# Exercise requirements
Put every line of the data below into a JSON list of strings, one string per line, with blank lines dropped. Leave the pictures out.

* * * * *

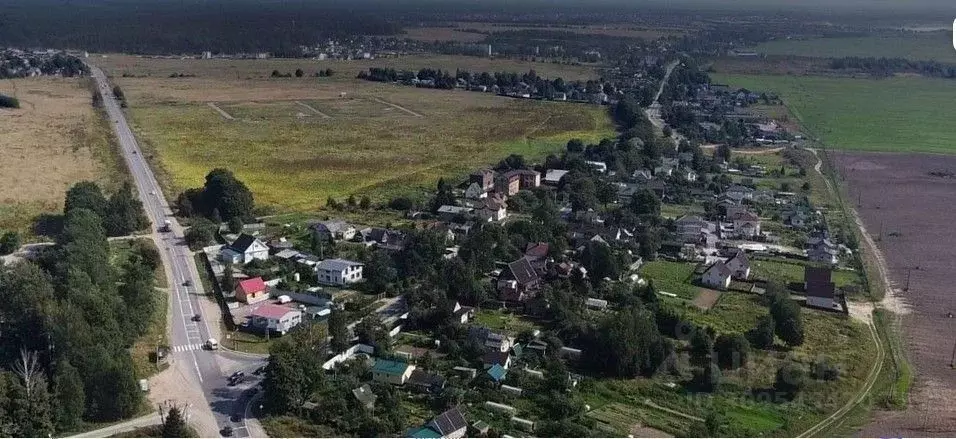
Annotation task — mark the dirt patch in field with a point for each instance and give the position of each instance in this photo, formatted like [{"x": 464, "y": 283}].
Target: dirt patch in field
[
  {"x": 909, "y": 212},
  {"x": 706, "y": 299},
  {"x": 54, "y": 140}
]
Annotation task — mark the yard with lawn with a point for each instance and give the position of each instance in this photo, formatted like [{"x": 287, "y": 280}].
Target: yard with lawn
[
  {"x": 899, "y": 114},
  {"x": 502, "y": 320},
  {"x": 793, "y": 272},
  {"x": 622, "y": 405},
  {"x": 671, "y": 277}
]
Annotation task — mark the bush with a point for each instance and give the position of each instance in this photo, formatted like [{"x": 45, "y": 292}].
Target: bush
[
  {"x": 9, "y": 243},
  {"x": 822, "y": 369},
  {"x": 790, "y": 379},
  {"x": 9, "y": 102},
  {"x": 200, "y": 234},
  {"x": 707, "y": 378}
]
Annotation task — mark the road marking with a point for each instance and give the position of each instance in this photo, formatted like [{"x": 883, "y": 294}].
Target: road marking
[{"x": 189, "y": 347}]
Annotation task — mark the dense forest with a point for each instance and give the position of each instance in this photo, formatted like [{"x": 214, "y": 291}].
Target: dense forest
[
  {"x": 182, "y": 26},
  {"x": 69, "y": 319}
]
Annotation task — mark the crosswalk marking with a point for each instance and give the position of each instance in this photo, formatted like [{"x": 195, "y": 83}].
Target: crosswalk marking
[{"x": 189, "y": 347}]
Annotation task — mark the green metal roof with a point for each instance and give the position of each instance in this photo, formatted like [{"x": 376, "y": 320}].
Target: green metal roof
[
  {"x": 389, "y": 367},
  {"x": 422, "y": 432},
  {"x": 497, "y": 372}
]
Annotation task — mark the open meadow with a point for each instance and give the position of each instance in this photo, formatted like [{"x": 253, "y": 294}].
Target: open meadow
[
  {"x": 53, "y": 140},
  {"x": 901, "y": 114},
  {"x": 471, "y": 32},
  {"x": 297, "y": 141},
  {"x": 922, "y": 46}
]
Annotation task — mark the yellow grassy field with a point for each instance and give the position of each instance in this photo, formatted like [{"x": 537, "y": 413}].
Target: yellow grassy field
[
  {"x": 379, "y": 139},
  {"x": 117, "y": 65},
  {"x": 54, "y": 140}
]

* * * * *

# Exercise response
[
  "Annotation task — mark the dirt patch in field with a point for each instance and give the position of each instance in this photo, formatted like [{\"x\": 464, \"y\": 283}].",
  "Target: dirt patch in field",
  "[",
  "  {\"x\": 909, \"y\": 212},",
  "  {\"x\": 706, \"y\": 299},",
  "  {\"x\": 54, \"y\": 140}",
  "]",
  "Annotation task — mark the yard with lawn with a point for each instance and give the position of each instance in this photo, formatted like [{\"x\": 287, \"y\": 280}].",
  "Target: yard with lawn",
  "[",
  "  {\"x\": 899, \"y\": 114},",
  "  {\"x\": 502, \"y\": 320},",
  "  {\"x\": 793, \"y\": 272},",
  "  {\"x\": 622, \"y\": 405},",
  "  {\"x\": 671, \"y\": 277}",
  "]",
  "Annotation task — mark the bush with a point for each instance and give the position of each instance in this photo, formatted like [{\"x\": 45, \"y\": 292}].",
  "Target: bush",
  "[",
  "  {\"x\": 9, \"y\": 243},",
  "  {\"x\": 822, \"y\": 369},",
  "  {\"x\": 790, \"y\": 379},",
  "  {\"x\": 9, \"y\": 102},",
  "  {\"x\": 200, \"y\": 234},",
  "  {\"x\": 707, \"y\": 378}",
  "]",
  "Annotation task — mark the road marking with a point for each instance and give the position of each instance in this photo, formatted like [{\"x\": 883, \"y\": 294}].",
  "Target: road marking",
  "[{\"x\": 189, \"y\": 347}]",
  "Annotation task — mark the dense forest with a point for each instance and give the position of each instance in this photo, formatted like [{\"x\": 214, \"y\": 291}].",
  "Target: dense forest",
  "[",
  "  {\"x\": 182, \"y\": 26},",
  "  {\"x\": 69, \"y\": 319}",
  "]",
  "Annotation task — mark the crosswalk marking with a point for each instance and give the position of each instance in this photo, formatted like [{\"x\": 195, \"y\": 83}].",
  "Target: crosswalk marking",
  "[{\"x\": 189, \"y\": 347}]",
  "Annotation task — mark the green metal roof with a point for each instance and give the position of each instance in this photo, formatted like [{\"x\": 376, \"y\": 320}].",
  "Target: green metal roof",
  "[",
  "  {\"x\": 389, \"y\": 367},",
  "  {\"x\": 422, \"y\": 432},",
  "  {\"x\": 497, \"y\": 372}",
  "]",
  "Annotation task — mark the open meadow with a point for each instance and give the position of each instance in this photo, formatted like [{\"x\": 253, \"y\": 294}].",
  "Target: open meadow",
  "[",
  "  {\"x\": 53, \"y\": 140},",
  "  {\"x\": 901, \"y\": 114},",
  "  {\"x\": 471, \"y\": 32},",
  "  {\"x\": 297, \"y\": 141},",
  "  {\"x\": 922, \"y\": 46}",
  "]",
  "Annotation task — mark the yellow grassy field with a point for each instance and give the position of each instance in this photo, formatted like [{\"x\": 537, \"y\": 413}].",
  "Target: yellow grassy field",
  "[",
  "  {\"x\": 379, \"y\": 139},",
  "  {\"x\": 117, \"y\": 65},",
  "  {\"x\": 54, \"y\": 140}",
  "]"
]